_Texto seleccionado_.
┄┄┄┄┄┄

Y cuando son otros los que sufren muchas veces no sabemos cómo ayudar porque nos parece que nos entrometemos en la vida privada de las personas o egoístamente pensamos que no es asunto nuestro y mejor no enredarse con malos asuntos.
Sin embargo, sí hay algo que podamos hacer, cuando no podemos hacer más, humanamente hablando, y que es tanto o más eficaz que cualquier acción humana: rezar para aliviar la carga, para allanar el camino, para suavizar la afectividad de la persona sufriente.
Quiero contarte mi experiencia personal que te hará ver que rezar sí que sirve, mucho más de lo que te imaginas.
Mi experiencia con la fuerza de la oración
Hace tres años di a luz a mi hijo pequeño. Todo fue bien, el parto por cesárea fue maravilloso, pues por primera vez el centro médico dejaba entrar a mi marido.
Mi hijo se adelantó y nació en la semana 36, le faltaban 7 días para no ser considerado prematuro, por lo que tuvo que pasar unos días en la incubadora, sin más complicación.
Esa semana que yo también estuve hospitalizada, me dediqué a ir arriba y abajo por el hospital en una silla de ruedas para poder dar yo misma las tomas al pequeño. En ese momento no sentía dolor por la cicatriz de la cesárea, no había tiempo de quejas, mi pequeño era lo más importante y me necesitaba fuerte. Era nuestro momento.

┄┄┄┄┄┄

_Datos extraídos_.
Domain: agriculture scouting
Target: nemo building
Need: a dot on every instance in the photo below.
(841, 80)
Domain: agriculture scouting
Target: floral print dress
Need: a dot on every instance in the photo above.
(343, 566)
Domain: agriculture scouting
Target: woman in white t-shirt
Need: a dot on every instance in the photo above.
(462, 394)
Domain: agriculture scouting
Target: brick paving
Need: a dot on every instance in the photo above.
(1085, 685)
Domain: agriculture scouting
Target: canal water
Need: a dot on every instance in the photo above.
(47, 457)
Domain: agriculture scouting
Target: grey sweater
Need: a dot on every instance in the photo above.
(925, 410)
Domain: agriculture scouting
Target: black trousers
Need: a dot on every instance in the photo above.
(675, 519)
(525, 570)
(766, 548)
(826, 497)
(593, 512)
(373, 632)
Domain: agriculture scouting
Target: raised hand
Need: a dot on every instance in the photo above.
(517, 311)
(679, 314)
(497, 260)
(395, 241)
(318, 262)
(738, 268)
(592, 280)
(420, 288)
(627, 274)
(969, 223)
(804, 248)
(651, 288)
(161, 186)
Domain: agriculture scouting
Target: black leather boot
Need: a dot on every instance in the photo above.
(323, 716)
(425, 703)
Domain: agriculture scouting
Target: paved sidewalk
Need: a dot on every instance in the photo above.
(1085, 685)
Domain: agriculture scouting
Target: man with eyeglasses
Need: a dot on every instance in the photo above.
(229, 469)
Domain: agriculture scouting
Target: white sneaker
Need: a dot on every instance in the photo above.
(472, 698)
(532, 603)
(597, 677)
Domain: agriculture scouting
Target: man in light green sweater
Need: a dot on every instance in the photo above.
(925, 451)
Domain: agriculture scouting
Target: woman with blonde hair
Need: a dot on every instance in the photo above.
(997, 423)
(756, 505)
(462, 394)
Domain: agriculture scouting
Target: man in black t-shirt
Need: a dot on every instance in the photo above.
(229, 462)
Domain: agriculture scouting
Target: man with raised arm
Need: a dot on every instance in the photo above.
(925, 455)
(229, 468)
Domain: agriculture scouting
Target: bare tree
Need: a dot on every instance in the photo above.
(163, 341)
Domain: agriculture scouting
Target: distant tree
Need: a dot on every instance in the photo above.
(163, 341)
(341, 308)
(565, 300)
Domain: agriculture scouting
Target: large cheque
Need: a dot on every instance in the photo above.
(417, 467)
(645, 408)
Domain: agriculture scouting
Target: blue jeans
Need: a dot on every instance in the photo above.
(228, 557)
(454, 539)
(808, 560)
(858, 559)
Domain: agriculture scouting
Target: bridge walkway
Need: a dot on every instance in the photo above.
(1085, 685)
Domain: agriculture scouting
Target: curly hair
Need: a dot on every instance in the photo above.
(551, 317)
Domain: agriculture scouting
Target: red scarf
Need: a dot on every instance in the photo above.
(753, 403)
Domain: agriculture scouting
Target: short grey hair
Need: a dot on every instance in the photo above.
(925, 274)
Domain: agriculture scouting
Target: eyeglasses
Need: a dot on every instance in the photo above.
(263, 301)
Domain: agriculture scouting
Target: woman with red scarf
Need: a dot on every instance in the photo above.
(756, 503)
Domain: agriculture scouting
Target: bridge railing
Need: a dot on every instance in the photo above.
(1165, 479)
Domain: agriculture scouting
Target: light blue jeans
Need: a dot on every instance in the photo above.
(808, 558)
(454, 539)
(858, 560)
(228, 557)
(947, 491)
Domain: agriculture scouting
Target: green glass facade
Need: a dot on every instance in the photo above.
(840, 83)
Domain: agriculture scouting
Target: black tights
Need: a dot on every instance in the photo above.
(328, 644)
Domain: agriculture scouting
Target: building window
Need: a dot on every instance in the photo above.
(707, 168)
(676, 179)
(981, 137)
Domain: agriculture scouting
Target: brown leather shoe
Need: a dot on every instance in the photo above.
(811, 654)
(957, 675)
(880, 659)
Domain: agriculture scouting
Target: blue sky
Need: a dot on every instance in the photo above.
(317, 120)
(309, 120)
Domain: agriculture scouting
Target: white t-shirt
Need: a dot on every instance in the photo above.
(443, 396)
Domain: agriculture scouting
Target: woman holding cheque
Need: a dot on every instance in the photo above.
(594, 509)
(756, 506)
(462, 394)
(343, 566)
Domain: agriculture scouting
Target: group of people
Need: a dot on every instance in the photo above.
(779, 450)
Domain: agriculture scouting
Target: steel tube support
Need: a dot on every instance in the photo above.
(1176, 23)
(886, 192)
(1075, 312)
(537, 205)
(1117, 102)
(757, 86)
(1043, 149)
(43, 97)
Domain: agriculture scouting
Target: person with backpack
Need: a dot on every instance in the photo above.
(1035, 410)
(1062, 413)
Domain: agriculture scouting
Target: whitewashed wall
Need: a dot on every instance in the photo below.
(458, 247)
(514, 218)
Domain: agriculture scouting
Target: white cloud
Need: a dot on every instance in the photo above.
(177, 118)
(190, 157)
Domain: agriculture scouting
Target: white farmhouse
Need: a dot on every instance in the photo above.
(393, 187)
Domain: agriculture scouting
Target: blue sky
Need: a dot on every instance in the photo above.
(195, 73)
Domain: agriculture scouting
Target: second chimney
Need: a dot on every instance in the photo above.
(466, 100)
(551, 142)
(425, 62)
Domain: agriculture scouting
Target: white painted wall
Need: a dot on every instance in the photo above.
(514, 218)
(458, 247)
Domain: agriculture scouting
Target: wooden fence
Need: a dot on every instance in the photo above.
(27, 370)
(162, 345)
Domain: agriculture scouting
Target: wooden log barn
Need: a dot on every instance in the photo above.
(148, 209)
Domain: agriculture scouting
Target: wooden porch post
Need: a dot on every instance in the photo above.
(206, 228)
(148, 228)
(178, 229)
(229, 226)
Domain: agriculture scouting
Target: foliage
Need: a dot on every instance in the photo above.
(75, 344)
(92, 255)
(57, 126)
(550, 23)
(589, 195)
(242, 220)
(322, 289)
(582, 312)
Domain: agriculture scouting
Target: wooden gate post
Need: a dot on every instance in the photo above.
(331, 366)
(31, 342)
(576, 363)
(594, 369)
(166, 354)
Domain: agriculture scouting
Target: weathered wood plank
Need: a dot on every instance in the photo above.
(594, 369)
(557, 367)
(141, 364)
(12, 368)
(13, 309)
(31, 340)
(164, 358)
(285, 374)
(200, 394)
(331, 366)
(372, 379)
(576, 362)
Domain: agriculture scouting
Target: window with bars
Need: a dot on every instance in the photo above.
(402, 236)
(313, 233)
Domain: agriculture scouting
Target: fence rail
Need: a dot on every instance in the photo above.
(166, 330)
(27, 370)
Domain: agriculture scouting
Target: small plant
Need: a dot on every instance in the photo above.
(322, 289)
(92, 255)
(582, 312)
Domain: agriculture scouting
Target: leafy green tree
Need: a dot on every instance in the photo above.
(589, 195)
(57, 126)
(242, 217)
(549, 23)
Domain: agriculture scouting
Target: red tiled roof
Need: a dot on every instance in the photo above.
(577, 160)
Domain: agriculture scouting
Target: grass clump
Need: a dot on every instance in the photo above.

┄┄┄┄┄┄

_Lo que se pide_. Copia del texto sobre la oración el fragmento que comienza con las palabras que contienen "Y cuando son" y termina en "con malos asuntos.", pero pon "demás" en lugar de "personas".

_Solución_.
Y cuando son otros los que sufren muchas veces no sabemos cómo ayudar porque nos parece que nos entrometemos en la vida privada de las demás o egoístamente pensamos que no es asunto nuestro y mejor no enredarse con malos asuntos.